## Selected text
·····

Tobacco use remains one of the greatest challenges to global health and is accepted as a major contributor to the rise in cancer incidence and mortality in the past century. Despite substantial knowledge about the harms conferred by tobacco in its various forms, recent changes in tobacco product development, marketing, and usage have changed the landscape in which tobacco research is operating.

This month Cancer Epidemiology, Biomarkers & Prevention (CEBP) is dedicating an entire issue to aid researchers and policy makers navigating the complex and changing world of tobacco research. The special issue marks a milestone for CEBP and the AACR, as it is the first time an entire issue has been dedicated to a single topic area. This emphasis reflects the continuing importance of tobacco-related research and the commitment of CEBP and the AACR to publish articles on tobacco-related cancer etiology, cancer prevention and control, and the eradication of tobacco use.

·····

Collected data
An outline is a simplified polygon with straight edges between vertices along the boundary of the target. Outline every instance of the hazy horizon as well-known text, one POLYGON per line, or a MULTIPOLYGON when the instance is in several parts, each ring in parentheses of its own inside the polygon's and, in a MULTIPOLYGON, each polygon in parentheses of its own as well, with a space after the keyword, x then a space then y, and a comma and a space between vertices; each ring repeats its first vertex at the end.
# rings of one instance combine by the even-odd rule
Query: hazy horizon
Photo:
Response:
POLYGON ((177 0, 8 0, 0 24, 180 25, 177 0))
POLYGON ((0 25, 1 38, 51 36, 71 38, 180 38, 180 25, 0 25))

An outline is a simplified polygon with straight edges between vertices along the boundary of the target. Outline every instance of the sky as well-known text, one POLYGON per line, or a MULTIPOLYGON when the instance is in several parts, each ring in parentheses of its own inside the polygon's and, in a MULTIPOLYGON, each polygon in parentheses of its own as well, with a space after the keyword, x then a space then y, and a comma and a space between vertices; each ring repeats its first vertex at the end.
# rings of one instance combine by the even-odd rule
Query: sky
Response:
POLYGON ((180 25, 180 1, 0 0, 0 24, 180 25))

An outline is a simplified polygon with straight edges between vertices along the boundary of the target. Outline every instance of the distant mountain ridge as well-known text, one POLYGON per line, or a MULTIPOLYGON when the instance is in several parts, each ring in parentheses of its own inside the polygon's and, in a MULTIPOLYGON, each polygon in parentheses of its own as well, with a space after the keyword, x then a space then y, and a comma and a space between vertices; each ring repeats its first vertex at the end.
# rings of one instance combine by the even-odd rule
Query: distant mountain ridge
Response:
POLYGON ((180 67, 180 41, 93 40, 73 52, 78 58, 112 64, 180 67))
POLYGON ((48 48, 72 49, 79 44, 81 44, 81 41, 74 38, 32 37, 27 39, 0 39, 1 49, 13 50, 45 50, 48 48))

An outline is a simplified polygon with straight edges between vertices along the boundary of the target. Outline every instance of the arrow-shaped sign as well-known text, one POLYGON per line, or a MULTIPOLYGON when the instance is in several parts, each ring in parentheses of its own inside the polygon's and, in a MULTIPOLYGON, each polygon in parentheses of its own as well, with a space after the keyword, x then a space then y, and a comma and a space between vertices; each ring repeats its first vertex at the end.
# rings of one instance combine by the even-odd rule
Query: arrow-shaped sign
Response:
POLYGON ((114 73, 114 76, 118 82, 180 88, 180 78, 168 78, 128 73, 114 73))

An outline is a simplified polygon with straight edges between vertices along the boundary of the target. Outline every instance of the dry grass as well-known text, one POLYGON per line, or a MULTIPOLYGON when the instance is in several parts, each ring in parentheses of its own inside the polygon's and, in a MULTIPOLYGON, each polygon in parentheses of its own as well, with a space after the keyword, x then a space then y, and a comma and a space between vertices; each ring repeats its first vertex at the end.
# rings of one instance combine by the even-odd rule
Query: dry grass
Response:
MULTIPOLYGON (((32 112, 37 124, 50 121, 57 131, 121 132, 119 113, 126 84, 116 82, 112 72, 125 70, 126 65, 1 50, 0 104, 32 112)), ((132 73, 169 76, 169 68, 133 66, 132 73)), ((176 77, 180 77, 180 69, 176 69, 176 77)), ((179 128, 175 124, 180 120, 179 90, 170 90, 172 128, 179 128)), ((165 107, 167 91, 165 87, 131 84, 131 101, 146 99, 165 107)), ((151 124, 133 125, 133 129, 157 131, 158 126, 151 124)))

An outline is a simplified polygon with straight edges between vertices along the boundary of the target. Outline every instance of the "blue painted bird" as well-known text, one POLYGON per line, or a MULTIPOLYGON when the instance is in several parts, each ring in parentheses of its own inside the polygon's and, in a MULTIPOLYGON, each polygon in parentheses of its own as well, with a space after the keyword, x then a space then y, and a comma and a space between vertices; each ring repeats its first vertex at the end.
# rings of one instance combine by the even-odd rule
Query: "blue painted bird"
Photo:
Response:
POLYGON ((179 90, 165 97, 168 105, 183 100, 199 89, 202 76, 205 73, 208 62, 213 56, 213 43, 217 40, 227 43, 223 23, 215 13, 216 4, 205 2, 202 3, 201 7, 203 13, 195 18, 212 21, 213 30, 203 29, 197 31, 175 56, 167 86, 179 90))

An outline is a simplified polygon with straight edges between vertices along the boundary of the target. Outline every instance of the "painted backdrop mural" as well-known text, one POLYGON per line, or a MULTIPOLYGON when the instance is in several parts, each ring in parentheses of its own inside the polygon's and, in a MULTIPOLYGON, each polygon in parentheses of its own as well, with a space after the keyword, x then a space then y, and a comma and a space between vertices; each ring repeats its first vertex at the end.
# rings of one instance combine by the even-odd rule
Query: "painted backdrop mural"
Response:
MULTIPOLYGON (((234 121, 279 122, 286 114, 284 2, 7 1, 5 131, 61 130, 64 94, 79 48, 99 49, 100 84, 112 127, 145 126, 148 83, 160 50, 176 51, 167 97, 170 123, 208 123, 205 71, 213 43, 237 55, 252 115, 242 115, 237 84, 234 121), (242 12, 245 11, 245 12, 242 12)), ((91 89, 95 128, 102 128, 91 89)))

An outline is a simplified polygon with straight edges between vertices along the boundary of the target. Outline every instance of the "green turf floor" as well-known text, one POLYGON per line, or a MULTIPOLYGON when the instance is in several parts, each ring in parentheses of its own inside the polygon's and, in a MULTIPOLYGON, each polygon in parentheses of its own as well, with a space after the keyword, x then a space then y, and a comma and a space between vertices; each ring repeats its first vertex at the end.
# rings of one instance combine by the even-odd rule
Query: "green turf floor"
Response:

·····

## Exercise tasks
a. Using the passage on tobacco research, decide whether each statement agrees with it: (i) The special issue is the first time an entire issue has been given over to a single topic area. (ii) Tobacco product marketing has stayed largely the same in recent years. (iii) Tobacco use is accepted as a major contributor to the rise in cancer incidence and mortality over the past century. Answer yes or no for each and quote the words of the passage that settle it.
b. Carry on the passage on tobacco research from its final sentence.

## Answers for the exercise
a.
(i) Yes: "it is the first time an entire issue has been dedicated to a single topic area"
(ii) No: "recent changes in tobacco product development, marketing, and usage have changed the landscape in which tobacco research is operating"
(iii) Yes: "is accepted as a major contributor to the rise in cancer incidence and mortality in the past century"

b.
This special issue on tobacco is comprised of two parts. First, we present a Focus section of invited review articles that represent the state of the art in tobacco research. As summarized in the accompanying editorial by Dr. Kenneth E. Warner, we highlight methodological issues related to tobacco research, including assessment of tobacco products and exposures, as well as strategies to reduce or eliminate tobacco use. These articles also provide guidance for both researchers and policy makers related to issues facing regulatory agencies. Second, we feature original research articles submitted in response to a call for tobacco- and smoking-related papers from the scientific community. Topics include secondhand smoke, nicotine withdrawal, cotinine levels, tobacco cessation interventions, cognitive susceptibility to smoking, the promotion of smoking imagery in movies, and the carcinogenic and addictive effects of herbal cigarettes. Through the common theme of tobacco use, these articles span the spectrum of CEBP content areas, including epidemiology, behavioral science, biomarkers, and prevention.

The generation of this landmark issue has required a great deal of effort on the part of many individuals. The CEBP staff has provided outstanding support. A particular note of thanks must be given to one of our Senior Editors, Dr. Peter G. Shields, whose coordinating efforts were invaluable. Finally, the AACR Task Force on Tobacco and Cancer has provided guidance and leadership in the tobacco and smoking arena. Together with this Task Force, CEBP and the AACR will continue to lead initiatives to “foster scientific and policy initiatives to reduce the incidence of disease and mortality due to tobacco use.”

No potential conflicts of interest were disclosed.